Neuordnung Bürgerzentrum und Rathausumfeld in Illertissen

Perspektive Platz

Perspektive Platz

Anerkennung

Preisgeld: 6.000 EUR

Braunger Wörtz Architekten

Architektur

silands | Gresz + Kaiser Landschaftsarchitekten PartG mbB

Landschaftsarchitektur

WILLNER VISUALISIERUNG

Visualisierung

Erläuterungstext

Leitidee – Bestand bewahren und ergänzen
Diese Haltung bildet den Grundstein des Entwurfskonzeptes. Die Umnutzung des Feuerwehrhauses zum Bürgerzentrum erweckt das Gebäude zu neuem Leben. Mit wenigen Eingriffen und Ergänzungen bekommt das Gebäude eine neue Erscheinung und verleiht dem zukünftigen Bürgerzentrum damit einen angemessenen Charakter. Durch das Aufnehmen von Gestaltungsmerkmalen der Feuerwehr werden Verbindungen zur ehemaligen Nutzung hergestellt.

Verbindungen schaffen zum Rathausumfeld
Das Erdgeschoss ist sehr durchlässig gestaltet. Mit großen bodentiefen Öffnungen, welche an die alten Feuerwehrtore erinnern, öffnet sich der Innenraum des Bürgerzentrums zum Vorplatz. Die großen Fenster erlauben die räumliche Erweiterung der Nutzung auf den Platz, wobei der Übergang von Innen- zu Außenraum verschwimmt. Die Vordächer bilden als überdachter Außenbereich ein verbindendes Element zwischen Gebäude und Vorplatz. Gleichzeitig markiert das große Vordach des Saals den Eingang und führt die Besucher:innen ins Gebäude.

__Aufgabe 1__. Zähle die Zeilen weiter unten, in denen das Wort "leaf" vorkommt, und gib ausschließlich ihre Anzahl an.
Der Text und die Zeilen haben inhaltlich nichts miteinander zu tun.

__Vorliegende Daten__.
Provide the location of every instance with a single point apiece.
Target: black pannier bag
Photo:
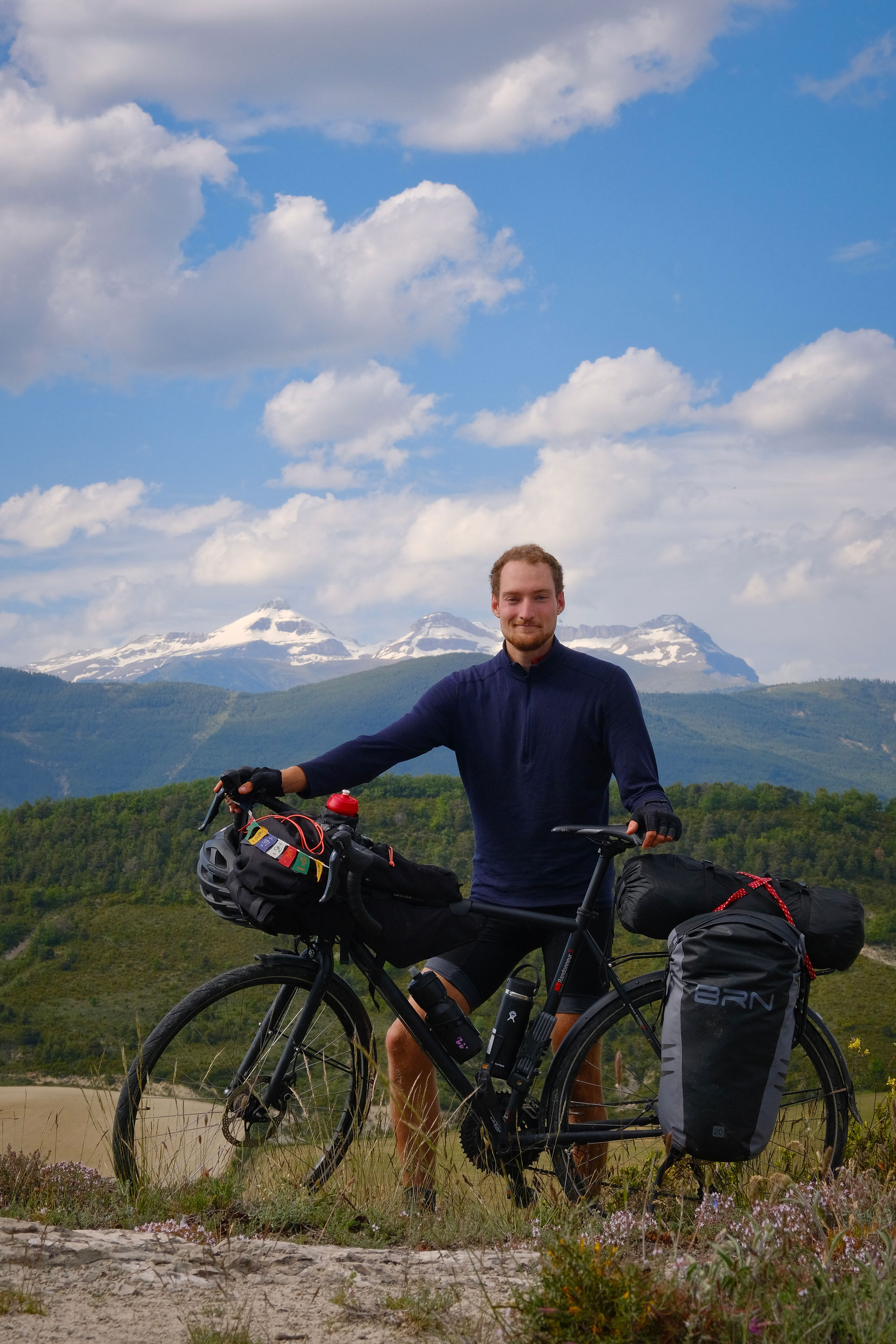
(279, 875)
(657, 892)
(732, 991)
---
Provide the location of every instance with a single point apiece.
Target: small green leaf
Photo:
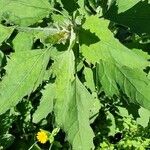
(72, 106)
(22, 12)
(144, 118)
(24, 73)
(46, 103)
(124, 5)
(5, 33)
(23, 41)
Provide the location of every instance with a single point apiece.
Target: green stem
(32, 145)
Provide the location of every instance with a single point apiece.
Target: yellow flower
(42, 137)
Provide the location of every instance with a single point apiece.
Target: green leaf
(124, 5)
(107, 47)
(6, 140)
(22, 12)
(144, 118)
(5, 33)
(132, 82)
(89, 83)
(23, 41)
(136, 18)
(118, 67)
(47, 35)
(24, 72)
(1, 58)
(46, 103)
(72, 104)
==
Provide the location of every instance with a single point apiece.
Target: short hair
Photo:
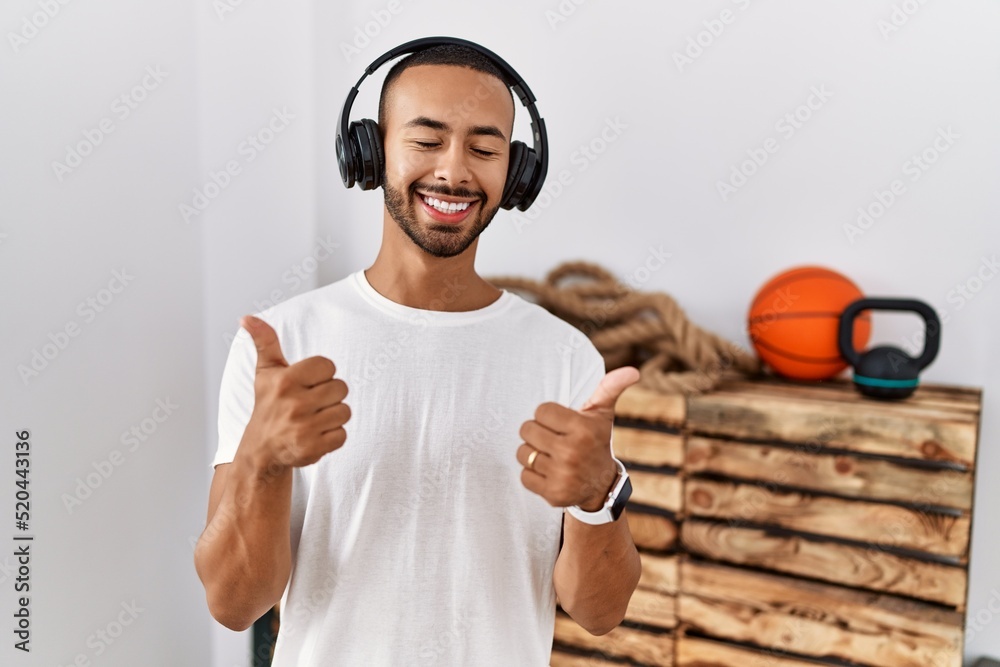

__Aufgabe 2__. Übertrage diesen Satz aus dem Text über das Bürgerzentrum in Illertissen ins Englische: „Die Umnutzung des Feuerwehrhauses zum Bürgerzentrum erweckt das Gebäude zu neuem Leben.“

__Lösung 1__. 2

__Lösung 2__. The conversion of the fire station into a community center brings the building back to life.